*** Supplied material ***
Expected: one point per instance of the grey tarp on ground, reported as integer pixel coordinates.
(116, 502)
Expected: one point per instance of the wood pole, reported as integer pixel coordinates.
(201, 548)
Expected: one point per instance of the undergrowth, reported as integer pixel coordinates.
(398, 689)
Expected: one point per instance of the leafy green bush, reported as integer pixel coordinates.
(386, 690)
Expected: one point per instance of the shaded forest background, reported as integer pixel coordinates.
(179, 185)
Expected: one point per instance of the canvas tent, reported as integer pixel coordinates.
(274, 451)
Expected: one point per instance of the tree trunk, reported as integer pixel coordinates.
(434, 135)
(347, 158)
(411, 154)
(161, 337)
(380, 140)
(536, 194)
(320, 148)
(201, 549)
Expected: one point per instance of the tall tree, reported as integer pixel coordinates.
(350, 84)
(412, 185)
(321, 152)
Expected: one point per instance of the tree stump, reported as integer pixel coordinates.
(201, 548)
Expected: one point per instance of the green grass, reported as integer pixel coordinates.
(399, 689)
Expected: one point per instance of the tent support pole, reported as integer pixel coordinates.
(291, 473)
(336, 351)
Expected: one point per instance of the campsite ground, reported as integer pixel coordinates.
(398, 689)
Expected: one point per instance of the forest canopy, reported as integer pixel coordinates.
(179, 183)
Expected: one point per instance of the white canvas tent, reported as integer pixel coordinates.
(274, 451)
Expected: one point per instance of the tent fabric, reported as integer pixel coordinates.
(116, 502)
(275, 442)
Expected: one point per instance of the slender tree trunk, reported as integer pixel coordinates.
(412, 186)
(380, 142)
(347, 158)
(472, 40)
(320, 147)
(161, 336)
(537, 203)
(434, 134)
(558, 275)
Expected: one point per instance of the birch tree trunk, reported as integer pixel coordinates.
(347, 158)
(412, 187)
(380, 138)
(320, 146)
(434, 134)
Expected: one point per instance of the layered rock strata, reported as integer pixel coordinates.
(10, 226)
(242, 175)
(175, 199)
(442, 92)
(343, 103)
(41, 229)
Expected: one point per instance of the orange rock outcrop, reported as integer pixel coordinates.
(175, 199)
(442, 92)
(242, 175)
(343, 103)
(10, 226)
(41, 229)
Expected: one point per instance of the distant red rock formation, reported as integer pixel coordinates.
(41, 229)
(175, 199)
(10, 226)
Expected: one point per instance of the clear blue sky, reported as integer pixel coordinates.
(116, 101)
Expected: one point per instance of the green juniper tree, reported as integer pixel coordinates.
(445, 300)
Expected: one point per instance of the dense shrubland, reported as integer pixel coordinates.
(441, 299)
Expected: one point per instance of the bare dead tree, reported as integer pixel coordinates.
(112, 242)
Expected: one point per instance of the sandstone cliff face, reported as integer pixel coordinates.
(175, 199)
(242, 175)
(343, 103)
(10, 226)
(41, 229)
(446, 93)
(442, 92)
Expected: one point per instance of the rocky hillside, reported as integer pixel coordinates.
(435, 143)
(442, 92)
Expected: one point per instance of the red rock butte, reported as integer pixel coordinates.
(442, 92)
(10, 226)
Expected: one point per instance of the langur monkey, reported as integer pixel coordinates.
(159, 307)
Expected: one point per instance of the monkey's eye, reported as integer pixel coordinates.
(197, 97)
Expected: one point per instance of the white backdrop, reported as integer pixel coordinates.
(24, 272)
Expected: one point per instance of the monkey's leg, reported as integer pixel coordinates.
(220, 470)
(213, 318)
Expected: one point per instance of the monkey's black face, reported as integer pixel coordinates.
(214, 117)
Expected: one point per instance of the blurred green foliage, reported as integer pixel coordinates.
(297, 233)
***
» **What to work on**
Copy all of the data. Keep every word exactly as it is.

» **Result of this task**
Expected: one point per instance of the grey tarp on ground, reported as integer pixel coordinates.
(116, 502)
Expected: one point per instance of the wood pole, reported as integer pixel coordinates.
(201, 548)
Expected: one point per instance of the undergrowth, reported as integer pixel coordinates.
(398, 689)
Expected: one point per instance of the leafy green bush, reported as integer pixel coordinates.
(386, 690)
Expected: one point per instance of the shaded forest background, reported as integer pixel coordinates.
(179, 185)
Expected: one point per instance of the canvas tent, reported as integer pixel coordinates.
(274, 451)
Expected: one point per instance of the tree trunk, reported as integer pixel coordinates.
(434, 135)
(347, 158)
(411, 154)
(161, 337)
(380, 140)
(536, 194)
(320, 148)
(201, 549)
Expected: one point per instance of the tall tree, reported as integer pixel coordinates.
(350, 84)
(412, 185)
(321, 152)
Expected: one point per instance of the tree stump, reported as integer pixel coordinates.
(201, 548)
Expected: one point per instance of the green grass, reported as integer pixel coordinates.
(399, 689)
Expected: one point per instance of the tent support pole, reported as integer pixel coordinates.
(291, 473)
(336, 351)
Expected: one point per instance of the campsite ground, reported as integer pixel coordinates.
(398, 689)
Expected: one point per instance of the forest canopy, reported as integer pixel coordinates.
(179, 183)
Expected: one point per instance of the white canvas tent, reported as integer pixel coordinates.
(274, 451)
Expected: one point per instance of the tent fabric, reported as integer pixel coordinates.
(116, 502)
(275, 442)
Expected: one point per instance of the slender tree trunk, reported as integer pixel coordinates.
(412, 186)
(380, 142)
(347, 158)
(472, 40)
(320, 147)
(161, 336)
(537, 203)
(434, 134)
(558, 275)
Expected: one point per instance of the birch tree trunk, reported as integer pixel coordinates.
(347, 158)
(412, 187)
(380, 138)
(320, 146)
(434, 134)
Expected: one point per instance of the layered rock strata, reported as integer pixel coordinates.
(10, 226)
(242, 175)
(175, 199)
(442, 92)
(343, 103)
(41, 229)
Expected: one point per instance of the orange rock outcrop, reported as integer pixel coordinates.
(175, 199)
(442, 92)
(242, 175)
(343, 103)
(10, 226)
(41, 229)
Expected: one point per instance of the distant red rock formation, reported as integer pixel coordinates.
(41, 229)
(175, 199)
(10, 226)
Expected: one point per instance of the clear blue sky, reported as integer pixel coordinates.
(116, 101)
Expected: one point per instance of the green juniper tree, reported as integer pixel coordinates.
(445, 300)
Expected: one point per instance of the dense shrubland, reported as integer pixel coordinates.
(441, 299)
Expected: one point per instance of the bare dead tree, reported as integer pixel coordinates.
(112, 242)
Expected: one point per instance of the sandstone cliff face, reported as integer pixel coordinates.
(175, 199)
(242, 175)
(343, 103)
(10, 226)
(41, 229)
(446, 93)
(442, 92)
Expected: one point per instance of the rocky hillside, reported as integer pixel coordinates.
(435, 143)
(442, 92)
Expected: one point per instance of the red rock butte, reported as integer pixel coordinates.
(442, 92)
(10, 226)
Expected: one point per instance of the langur monkey, reported as integer pixel coordinates.
(159, 307)
Expected: one point per instance of the monkey's eye, reported as integer pixel coordinates.
(197, 97)
Expected: one point per instance of the white backdrop, reported as integer pixel coordinates.
(24, 272)
Expected: one point per instance of the monkey's leg, reported as integer pixel coordinates.
(220, 470)
(213, 318)
Expected: one point per instance of the monkey's black face, reported as integer pixel coordinates.
(214, 117)
Expected: one point per instance of the blurred green foliage, reported as integer pixel coordinates.
(297, 233)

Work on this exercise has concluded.